**Work instructions:**
All of the records should be given back exactly and in full.
Start of Provided records
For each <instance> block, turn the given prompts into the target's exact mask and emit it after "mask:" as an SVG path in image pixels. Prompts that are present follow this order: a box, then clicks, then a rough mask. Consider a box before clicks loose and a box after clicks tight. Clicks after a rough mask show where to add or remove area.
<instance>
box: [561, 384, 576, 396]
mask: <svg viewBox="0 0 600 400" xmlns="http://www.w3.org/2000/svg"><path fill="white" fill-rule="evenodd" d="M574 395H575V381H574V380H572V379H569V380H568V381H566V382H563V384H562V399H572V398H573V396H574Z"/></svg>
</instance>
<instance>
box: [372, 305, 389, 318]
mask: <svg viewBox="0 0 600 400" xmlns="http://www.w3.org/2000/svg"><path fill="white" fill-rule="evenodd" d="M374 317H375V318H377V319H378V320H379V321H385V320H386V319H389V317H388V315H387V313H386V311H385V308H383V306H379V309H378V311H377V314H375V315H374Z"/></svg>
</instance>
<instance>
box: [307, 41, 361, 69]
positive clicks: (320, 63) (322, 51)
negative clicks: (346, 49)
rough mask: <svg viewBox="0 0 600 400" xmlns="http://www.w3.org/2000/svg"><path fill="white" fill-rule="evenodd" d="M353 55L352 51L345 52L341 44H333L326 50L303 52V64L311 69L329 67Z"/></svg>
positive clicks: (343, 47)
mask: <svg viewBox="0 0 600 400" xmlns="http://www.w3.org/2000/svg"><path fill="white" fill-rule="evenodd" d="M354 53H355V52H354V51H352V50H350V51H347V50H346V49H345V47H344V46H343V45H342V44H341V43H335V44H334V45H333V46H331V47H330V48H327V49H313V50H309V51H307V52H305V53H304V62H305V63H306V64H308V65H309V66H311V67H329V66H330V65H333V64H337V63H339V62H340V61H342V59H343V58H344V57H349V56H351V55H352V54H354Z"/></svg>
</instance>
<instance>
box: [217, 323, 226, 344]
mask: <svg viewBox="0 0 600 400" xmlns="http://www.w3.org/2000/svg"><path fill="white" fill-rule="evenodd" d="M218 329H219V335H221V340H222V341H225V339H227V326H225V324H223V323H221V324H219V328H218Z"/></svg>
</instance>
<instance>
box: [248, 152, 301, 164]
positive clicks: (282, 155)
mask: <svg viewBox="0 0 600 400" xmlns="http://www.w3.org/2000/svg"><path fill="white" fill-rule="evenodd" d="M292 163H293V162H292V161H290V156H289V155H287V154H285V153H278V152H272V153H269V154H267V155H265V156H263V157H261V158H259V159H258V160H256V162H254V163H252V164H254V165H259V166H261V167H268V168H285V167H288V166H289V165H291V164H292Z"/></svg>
End of Provided records
**Result:**
For each <instance> block, turn the given prompts into the target's exact mask and emit it after "mask:" as an SVG path in image pixels. Prompts that are present follow this order: a box, then clicks, then a rough mask. Consider a box before clicks loose and a box after clicks tight. Clicks after a rough mask show where to add or remove area.
<instance>
box: [561, 384, 576, 396]
mask: <svg viewBox="0 0 600 400" xmlns="http://www.w3.org/2000/svg"><path fill="white" fill-rule="evenodd" d="M574 395H575V381H574V380H572V379H569V380H568V381H566V382H563V384H562V399H572V398H573V396H574Z"/></svg>
</instance>
<instance>
box: [372, 305, 389, 318]
mask: <svg viewBox="0 0 600 400" xmlns="http://www.w3.org/2000/svg"><path fill="white" fill-rule="evenodd" d="M374 317H375V318H377V319H378V320H379V321H385V320H386V319H389V317H388V315H387V313H386V311H385V308H383V306H379V309H378V311H377V314H375V315H374Z"/></svg>
</instance>
<instance>
box: [307, 41, 361, 69]
positive clicks: (320, 63) (322, 51)
negative clicks: (346, 49)
rough mask: <svg viewBox="0 0 600 400" xmlns="http://www.w3.org/2000/svg"><path fill="white" fill-rule="evenodd" d="M353 55L352 51L345 52L341 44H333L326 50L303 52V64L311 69L329 67Z"/></svg>
positive clicks: (343, 47)
mask: <svg viewBox="0 0 600 400" xmlns="http://www.w3.org/2000/svg"><path fill="white" fill-rule="evenodd" d="M354 53H355V52H354V51H352V50H350V51H347V50H346V49H345V47H344V46H343V45H342V44H341V43H335V44H334V45H333V46H331V47H330V48H327V49H313V50H309V51H307V52H305V53H304V62H305V63H306V64H308V65H309V66H311V67H329V66H330V65H333V64H337V63H339V62H340V61H342V59H343V58H344V57H349V56H351V55H352V54H354Z"/></svg>
</instance>
<instance>
box: [217, 323, 226, 344]
mask: <svg viewBox="0 0 600 400" xmlns="http://www.w3.org/2000/svg"><path fill="white" fill-rule="evenodd" d="M218 329H219V335H221V340H222V341H225V339H227V326H225V324H223V323H221V324H219V328H218Z"/></svg>
</instance>
<instance>
box: [248, 152, 301, 164]
positive clicks: (282, 155)
mask: <svg viewBox="0 0 600 400" xmlns="http://www.w3.org/2000/svg"><path fill="white" fill-rule="evenodd" d="M292 163H293V162H292V161H290V156H289V155H287V154H285V153H278V152H272V153H269V154H267V155H265V156H263V157H261V158H259V159H258V160H256V162H254V163H252V164H254V165H259V166H261V167H268V168H285V167H288V166H289V165H291V164H292Z"/></svg>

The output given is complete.